Alors j'essaie de lire aussi le soir, mais j'y arrive moins. Parce que le rêve est trop tentant. Le rêve - ou la rêverie - correspond mieux que ma lecture à mon état intérieur quand le soir a passé et que la nuit commence.
Pourtant, il y a quelques années, j'ai dévoré des livres, soir après soir.
Très bien écrite, Une histoire de la musique, de Rebatet, publiée aux éditions Bouquins-Laffont, fut une de mes lectures au long cours. Je l'ai lu, chapitre après chapitre, soir après soir, et cela m'a pris au moins un an.
Cette histoire présente tendrement le groupe des cinq Russes... Voici un court extrait sur Moussorgski, Balakirev et Borodine.
« A lire les biographies d’au moins trois d’entre eux, on plonge dans le monde de Dostoïevski. Balakirev, qui avait du sang tartare, « avec une tête de Kalmouk, et les yeux aigus, rusés de Lénine » d’après Stravinsky, exerçait son rôle de chef de groupe à la fois en apôtre et en despote. Il régentait non seulement les goûts mais la vie privée de ses disciples. Il aurait voulu qu’ils observassent le célibat et même la chasteté. Pour chacune de ses entreprises, il consultait une sorcière qui lisait son avenir dans un miroir. Athée durant sa jeunesse, mais croyant au diable, il tourna plus tard à une bigoterie burlesque. Il se signait chaque fois qu’il bâillait. Après des périodes de folle activité, consacrées surtout à son enseignement, il tombait dans de noires dépressions où il laissait à vau-l’eau les projets qui l’avaient le plus enflammé. Son travail musical était non moins déséquilibré. Alors qu’il improvisait au piano avec une étincelante facilité, il mit près de vingt ans, après des ratures et des hésitations infinies, pour terminer son Islamey, quinze minutes de musique.

(OBJECTIF 1) Recopie le passage du texte sur la lecture du soir qui commence aux mots "Très bien écrite, Une" et s'arrête après "Balakirev et Borodine.", en mettant "page après page" à la place de "chapitre après chapitre".
(OBJECTIF 2) D'après le texte sur la lecture du soir, combien de temps Balakirev a-t-il mis pour terminer son Islamey ?
(OBJECTIF 3) Prolonge le texte sur la lecture du soir à la suite de sa dernière phrase.
Les lignes n'ont aucun rôle dans ce travail.

(LIGNES)
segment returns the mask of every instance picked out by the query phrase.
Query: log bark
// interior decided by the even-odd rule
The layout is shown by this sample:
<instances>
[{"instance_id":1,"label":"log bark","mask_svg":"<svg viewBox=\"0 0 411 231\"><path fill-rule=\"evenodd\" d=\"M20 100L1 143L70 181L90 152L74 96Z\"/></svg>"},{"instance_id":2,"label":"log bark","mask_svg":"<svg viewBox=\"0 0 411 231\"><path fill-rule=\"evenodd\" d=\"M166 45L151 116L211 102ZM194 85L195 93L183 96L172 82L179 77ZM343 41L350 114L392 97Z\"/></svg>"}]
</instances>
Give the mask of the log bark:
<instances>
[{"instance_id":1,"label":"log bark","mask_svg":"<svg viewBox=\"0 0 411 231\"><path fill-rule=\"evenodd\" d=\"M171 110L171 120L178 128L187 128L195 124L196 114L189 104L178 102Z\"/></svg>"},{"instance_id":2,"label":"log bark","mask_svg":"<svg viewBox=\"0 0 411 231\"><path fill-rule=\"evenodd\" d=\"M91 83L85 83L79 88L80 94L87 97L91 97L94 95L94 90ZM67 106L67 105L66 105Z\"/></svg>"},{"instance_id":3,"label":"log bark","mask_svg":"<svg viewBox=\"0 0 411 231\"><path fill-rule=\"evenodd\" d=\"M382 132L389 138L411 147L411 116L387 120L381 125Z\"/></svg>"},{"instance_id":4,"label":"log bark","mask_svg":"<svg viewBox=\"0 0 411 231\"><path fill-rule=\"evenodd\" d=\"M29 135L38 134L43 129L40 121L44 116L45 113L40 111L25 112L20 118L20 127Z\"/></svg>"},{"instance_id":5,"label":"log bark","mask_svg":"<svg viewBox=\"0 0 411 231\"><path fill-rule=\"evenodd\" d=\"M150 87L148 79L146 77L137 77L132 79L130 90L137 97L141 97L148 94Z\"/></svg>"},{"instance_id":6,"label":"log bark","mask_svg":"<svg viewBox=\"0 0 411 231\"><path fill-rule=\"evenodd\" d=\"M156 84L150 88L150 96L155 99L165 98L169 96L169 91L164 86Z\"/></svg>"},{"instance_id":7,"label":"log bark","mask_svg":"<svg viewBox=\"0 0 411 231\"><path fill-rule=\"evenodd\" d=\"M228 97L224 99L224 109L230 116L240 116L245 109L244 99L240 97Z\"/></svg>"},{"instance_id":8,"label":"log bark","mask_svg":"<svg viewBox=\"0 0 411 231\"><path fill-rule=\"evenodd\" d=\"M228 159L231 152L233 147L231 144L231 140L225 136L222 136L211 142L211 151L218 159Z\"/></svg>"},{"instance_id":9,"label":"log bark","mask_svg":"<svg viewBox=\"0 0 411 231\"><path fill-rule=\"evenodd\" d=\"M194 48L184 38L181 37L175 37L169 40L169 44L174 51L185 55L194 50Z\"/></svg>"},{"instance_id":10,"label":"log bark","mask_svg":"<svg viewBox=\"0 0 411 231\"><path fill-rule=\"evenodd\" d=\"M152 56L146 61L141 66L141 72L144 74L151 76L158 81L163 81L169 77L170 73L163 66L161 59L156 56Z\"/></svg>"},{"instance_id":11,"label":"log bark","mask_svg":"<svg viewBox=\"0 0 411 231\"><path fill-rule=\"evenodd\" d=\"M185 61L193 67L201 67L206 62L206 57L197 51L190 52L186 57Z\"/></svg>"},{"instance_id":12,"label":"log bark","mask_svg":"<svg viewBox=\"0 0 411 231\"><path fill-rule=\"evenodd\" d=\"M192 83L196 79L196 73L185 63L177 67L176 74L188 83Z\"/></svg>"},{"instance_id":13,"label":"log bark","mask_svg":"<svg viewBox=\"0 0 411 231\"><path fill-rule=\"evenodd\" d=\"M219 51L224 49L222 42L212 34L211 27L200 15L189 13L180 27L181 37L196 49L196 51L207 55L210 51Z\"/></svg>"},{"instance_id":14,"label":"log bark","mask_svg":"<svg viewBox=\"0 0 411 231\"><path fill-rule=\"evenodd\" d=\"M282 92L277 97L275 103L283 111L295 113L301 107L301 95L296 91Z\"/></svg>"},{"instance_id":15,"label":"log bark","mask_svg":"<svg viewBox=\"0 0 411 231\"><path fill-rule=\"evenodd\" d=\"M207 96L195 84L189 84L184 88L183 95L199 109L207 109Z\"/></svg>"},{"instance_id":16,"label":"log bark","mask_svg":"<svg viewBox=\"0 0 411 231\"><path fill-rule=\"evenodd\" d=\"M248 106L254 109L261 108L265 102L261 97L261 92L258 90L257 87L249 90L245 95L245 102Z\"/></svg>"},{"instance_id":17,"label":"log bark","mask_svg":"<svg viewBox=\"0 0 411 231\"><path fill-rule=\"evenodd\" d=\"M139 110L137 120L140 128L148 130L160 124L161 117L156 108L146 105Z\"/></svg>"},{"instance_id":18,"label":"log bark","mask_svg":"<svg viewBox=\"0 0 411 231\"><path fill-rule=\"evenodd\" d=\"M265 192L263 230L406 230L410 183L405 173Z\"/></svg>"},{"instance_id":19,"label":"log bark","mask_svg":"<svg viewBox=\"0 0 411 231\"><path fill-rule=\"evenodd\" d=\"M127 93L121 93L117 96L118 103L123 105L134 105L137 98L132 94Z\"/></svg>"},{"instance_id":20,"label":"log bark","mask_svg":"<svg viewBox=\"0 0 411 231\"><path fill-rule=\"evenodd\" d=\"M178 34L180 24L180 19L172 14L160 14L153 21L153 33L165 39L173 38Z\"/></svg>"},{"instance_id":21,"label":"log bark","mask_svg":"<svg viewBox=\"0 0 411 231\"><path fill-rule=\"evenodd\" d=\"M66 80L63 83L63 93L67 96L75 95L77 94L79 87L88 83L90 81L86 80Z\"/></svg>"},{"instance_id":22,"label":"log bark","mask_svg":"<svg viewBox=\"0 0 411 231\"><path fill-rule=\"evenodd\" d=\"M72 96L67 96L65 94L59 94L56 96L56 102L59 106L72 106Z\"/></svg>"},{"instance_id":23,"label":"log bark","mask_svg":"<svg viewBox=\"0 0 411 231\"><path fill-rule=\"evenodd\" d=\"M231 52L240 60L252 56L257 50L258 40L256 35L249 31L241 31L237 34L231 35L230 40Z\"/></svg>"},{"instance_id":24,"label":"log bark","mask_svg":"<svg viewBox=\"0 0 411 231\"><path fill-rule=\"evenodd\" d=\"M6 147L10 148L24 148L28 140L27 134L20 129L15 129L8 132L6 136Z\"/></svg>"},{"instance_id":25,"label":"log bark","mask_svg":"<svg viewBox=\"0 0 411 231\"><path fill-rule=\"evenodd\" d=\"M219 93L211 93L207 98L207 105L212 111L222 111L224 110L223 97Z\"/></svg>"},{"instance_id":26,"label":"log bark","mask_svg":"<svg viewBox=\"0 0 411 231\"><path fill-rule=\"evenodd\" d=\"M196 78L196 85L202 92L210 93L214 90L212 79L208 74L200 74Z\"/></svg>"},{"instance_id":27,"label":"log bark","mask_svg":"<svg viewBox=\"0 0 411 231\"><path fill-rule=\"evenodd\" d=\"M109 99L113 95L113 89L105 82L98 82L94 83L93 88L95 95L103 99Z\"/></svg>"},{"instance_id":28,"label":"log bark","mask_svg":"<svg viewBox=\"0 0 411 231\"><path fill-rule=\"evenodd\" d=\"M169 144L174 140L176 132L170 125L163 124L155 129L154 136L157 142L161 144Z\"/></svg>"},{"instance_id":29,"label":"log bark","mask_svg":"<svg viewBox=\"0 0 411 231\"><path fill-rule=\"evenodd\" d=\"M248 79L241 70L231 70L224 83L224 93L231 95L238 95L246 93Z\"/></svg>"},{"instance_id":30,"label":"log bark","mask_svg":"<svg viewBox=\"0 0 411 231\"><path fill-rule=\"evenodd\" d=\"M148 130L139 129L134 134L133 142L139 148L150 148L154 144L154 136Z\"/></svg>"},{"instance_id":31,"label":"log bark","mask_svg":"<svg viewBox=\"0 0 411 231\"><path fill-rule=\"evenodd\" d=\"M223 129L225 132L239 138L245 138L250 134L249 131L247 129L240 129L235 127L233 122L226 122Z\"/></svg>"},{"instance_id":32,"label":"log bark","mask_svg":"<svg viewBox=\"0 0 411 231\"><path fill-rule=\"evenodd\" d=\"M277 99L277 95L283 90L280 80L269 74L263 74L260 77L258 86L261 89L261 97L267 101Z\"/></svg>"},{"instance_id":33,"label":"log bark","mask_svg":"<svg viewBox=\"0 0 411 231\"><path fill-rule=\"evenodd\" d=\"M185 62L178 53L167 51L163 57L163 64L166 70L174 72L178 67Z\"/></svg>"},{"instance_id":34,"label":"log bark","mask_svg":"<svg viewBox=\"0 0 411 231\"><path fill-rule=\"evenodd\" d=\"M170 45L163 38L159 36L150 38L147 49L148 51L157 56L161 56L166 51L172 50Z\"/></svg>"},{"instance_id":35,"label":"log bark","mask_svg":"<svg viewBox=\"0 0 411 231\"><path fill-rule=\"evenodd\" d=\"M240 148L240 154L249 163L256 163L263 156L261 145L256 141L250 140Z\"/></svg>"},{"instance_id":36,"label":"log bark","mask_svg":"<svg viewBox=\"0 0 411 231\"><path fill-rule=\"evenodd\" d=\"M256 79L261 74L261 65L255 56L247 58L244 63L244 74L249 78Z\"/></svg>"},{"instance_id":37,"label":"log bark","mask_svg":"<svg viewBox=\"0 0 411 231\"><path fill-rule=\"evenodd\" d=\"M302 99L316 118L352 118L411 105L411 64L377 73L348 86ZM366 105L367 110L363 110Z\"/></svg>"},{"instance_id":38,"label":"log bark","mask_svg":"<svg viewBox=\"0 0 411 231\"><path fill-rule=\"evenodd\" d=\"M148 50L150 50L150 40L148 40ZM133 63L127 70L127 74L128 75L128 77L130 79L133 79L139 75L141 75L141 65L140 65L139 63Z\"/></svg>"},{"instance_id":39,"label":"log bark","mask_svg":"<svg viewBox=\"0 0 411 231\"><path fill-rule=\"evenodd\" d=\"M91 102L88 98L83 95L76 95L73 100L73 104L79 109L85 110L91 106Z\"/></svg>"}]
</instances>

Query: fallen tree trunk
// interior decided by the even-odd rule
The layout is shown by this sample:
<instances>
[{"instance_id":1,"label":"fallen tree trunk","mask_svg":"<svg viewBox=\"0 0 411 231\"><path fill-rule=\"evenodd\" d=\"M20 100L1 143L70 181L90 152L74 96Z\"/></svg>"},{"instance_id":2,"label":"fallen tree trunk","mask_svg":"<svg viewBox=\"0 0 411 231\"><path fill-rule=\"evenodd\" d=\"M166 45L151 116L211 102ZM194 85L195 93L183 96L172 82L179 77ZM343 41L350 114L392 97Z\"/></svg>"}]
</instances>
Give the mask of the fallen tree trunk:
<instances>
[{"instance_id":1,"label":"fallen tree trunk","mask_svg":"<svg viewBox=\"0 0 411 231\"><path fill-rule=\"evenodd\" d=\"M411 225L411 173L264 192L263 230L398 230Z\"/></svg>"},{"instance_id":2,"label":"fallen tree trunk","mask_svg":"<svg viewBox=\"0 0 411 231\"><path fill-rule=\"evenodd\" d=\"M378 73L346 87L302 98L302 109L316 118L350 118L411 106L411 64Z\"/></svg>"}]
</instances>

(CORRIGÉ 1)
Très bien écrite, Une histoire de la musique, de Rebatet, publiée aux éditions Bouquins-Laffont, fut une de mes lectures au long cours. Je l'ai lu, page après page, soir après soir, et cela m'a pris au moins un an.
Cette histoire présente tendrement le groupe des cinq Russes... Voici un court extrait sur Moussorgski, Balakirev et Borodine.

(CORRIGÉ 2) Près de vingt ans.

(CORRIGÉ 3)
Moussorgski, noble de la meilleure maison, à dix-neuf ans galant lieutenant du régiment le plus chic de la Garde, le Preobajinski, serait un quarante ans un Marmeladov loqueteux, cruellement frappé sans doute par l’échec de ses œuvres, mais ayant consterné ses meilleurs amis par ses inconséquences et son ivrognerie, pour mourir d’alcoolisme et d’épilepsie sur le lit d’un hôpital où l’on tentait de le désintoxiquer. Selon le peintre Répine, l’auteur de son dernier et navrant portrait, il fut foudroyé par une bouteille entière de cognac que lui avait glissé un infirmier trop compatissant.
Borodine, fils naturel d’un prince géorgien, homme charmant, paisible, cultivé, spirituel, ancien médecin et professeur de chimie, sacrifia sa carrière scientifique et sa musique à un altruisme d’une douce extravagance. Son appartement était sans cesse rempli de parents pauvres, de vagues camarades dans la dèche, qui campaient dans tous les coins, y tombaient malades, y devenaient même fous. Le plus souvent, il était impossible de jouer du piano, parce qu’un hôte ronflait à côté et que Borodine ne voulait pas le réveiller. Il passait ses nuits au chevet de sa femme asthmatique. »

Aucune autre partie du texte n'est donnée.